**Exercise text**
===

Russia reverts to vinyl
NewsThe state record label Melodiya is building a vinyl pressing plant in Novosibirsk, local media report.
Opening in the spring the aim is to press 100,000 LPs a year, about one-third of the present domestic market. There is even talk of export potential.
Bring back the Red Army Chorus ar 33rpm.
Actually there is Vinylogy LLC from Moscow since 2008, if you purchase some old famous records from Amazon such as
The Dave Brubeck Quartet’s Time Out or Just Blue’s SPACE, it is highly possible to receive a copy from them.
What’s wrong with barrel organs? Sturdy machines, and the technology is difficult to hijack with hostile and nontraditional content.
Russia was always rather backward, but now it goes willfully backward, to escape the aggressive weak decadence of the West.
except that the west has a revival of vinyl for quite some time already.
But can the average Russian afford the hyper-expensive cartridges, turntables and valve pre-amps regarded as essential for playing LPs these days? Not to mention the multiple copies of pop diva releases in different coloured vinyl or different coloured sleeves?
Could well be some money-laundering scheme ….
Or a way to collect money for the “Z” army.
(By the way: “Z” + “Z” makes a swastika)
How enlightened. Not.
Research the actual origin of the swastika before commenting please.
You’re not very smart are you Jean , trying to make up funny conspiracies , while actual journalism about Nazism in Ukraine for an over a decade is already there , cough cough – Azov , for example .
There are nazis in virtually every european country these days, but certainly more of them in Russia than in Ukraine.
There are nazis in virtually every european country, but these days there are certainly more of them in Russia than in Ukraine.
I sure hope that in the last 40 years Melodiya has learned something about pressing vinyl. Back in the ’60s and ’70s I picked up a lot of material on Melodiya LPs that was completely unavailable elsewhere, like the complete Glazunov symphonies. The performances fine, the recorded sound always suspect, but the pressings were awful – gritty, noisy, off-center…horrible quality control.

===

**Material provided**
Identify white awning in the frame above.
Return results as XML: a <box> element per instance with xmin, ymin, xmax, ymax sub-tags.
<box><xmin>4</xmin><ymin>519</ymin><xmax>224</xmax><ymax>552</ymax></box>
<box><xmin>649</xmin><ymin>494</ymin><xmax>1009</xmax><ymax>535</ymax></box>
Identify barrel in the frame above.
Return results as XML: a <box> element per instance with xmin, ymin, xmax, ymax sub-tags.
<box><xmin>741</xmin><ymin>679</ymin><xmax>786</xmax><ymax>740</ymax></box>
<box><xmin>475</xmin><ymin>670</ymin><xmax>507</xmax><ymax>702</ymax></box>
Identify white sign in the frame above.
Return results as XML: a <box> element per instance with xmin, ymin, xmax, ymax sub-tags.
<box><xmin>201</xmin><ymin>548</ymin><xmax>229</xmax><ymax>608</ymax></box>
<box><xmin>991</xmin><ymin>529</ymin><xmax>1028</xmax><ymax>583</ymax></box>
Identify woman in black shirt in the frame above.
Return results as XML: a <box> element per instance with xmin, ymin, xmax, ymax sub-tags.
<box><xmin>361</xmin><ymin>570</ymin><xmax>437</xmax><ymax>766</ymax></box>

===

**Assigned task 1**
According to the text about Melodiya's vinyl plant, how many LPs per year is the plant meant to press?
**Assigned task 2**
Extend the text about Melodiya's vinyl plant beyond its final sentence.

**Task output 1**
100,000 LPs a year.

**Task output 2**
Yes indeed! Then there was the unique braying brass too. But the EMI pressings of the Melodiya tapes were something else, weren’t they? Same fine performances but silent surfaces – and even better are the CD transfers on Olympia, Regis and Alto.
Red Army Chorus for sure but only if they promise to sing “It’s a Long Way to Tipperary.”
You know we in the West gleaned a rather negative view of Soviet record engineering and quality because (in addition to an ingrained negative view of Soviet anything) so much of what we heard from Oistrakh or Gilels was from pirated multi-generations-removed quasi-bootlegs on Vox or Pickwick or unnamed budget labels. I recall one reviewer — and a respected one — for the old High Fidelity magazine who speculated that the Soviets must have still been recording using acoustic horns into the 1940s so bad was the sound of what we assumed to be the actual sound of Soviet engineering. He took a beating over that in the letters section of HF but the sound of those early releases at least somewhat justified his speculation. Then Melodiya gained some western partners and we could experience recent and quite vivid recordings from the 1960s, 70s and 80s — and even then, only later did we get to hear top quality reissues from an earlier era so we could learn just how up-to-date their recording technology abilities were going back at least to the early high fidelity days. And that also let us hear an earlier era of Soviet artists whose recordings never made it to the EMI or Columbia Melodiya joint venture series’. One good example, the marvelous violinist Yulian (Julian) Sitkovetsky who recorded wonderful stuff but in monaural sound (good clean mono but …. still mono) so the western labels had no interest. But violin fans were intensely interested.
You in the West lost quality competition to Japan long time ago, so gloating about Soviet ingineering may be just poor consolation.
Ah, but will the Melodiya record jackets still be sealed with glue that smells like fish oil ?
Vinyl production has always been a toxic chemical and waste problem.
And Russia has such a strong ethic of dealing with its toxic waste responsibly.
As a vinyl audiophile some of my most treasured recordings are the Melodiya recordings of the Soviet era. In particular Tchaikovsky.
The pressings and sound quality were undoubtedly Trabant rather than Rolls Royce.
However, the recordings are so alive, and to hear great Russian music played with such passion by the Leningrad SO….
Would rather buy bullets for Ukraine. They sound better.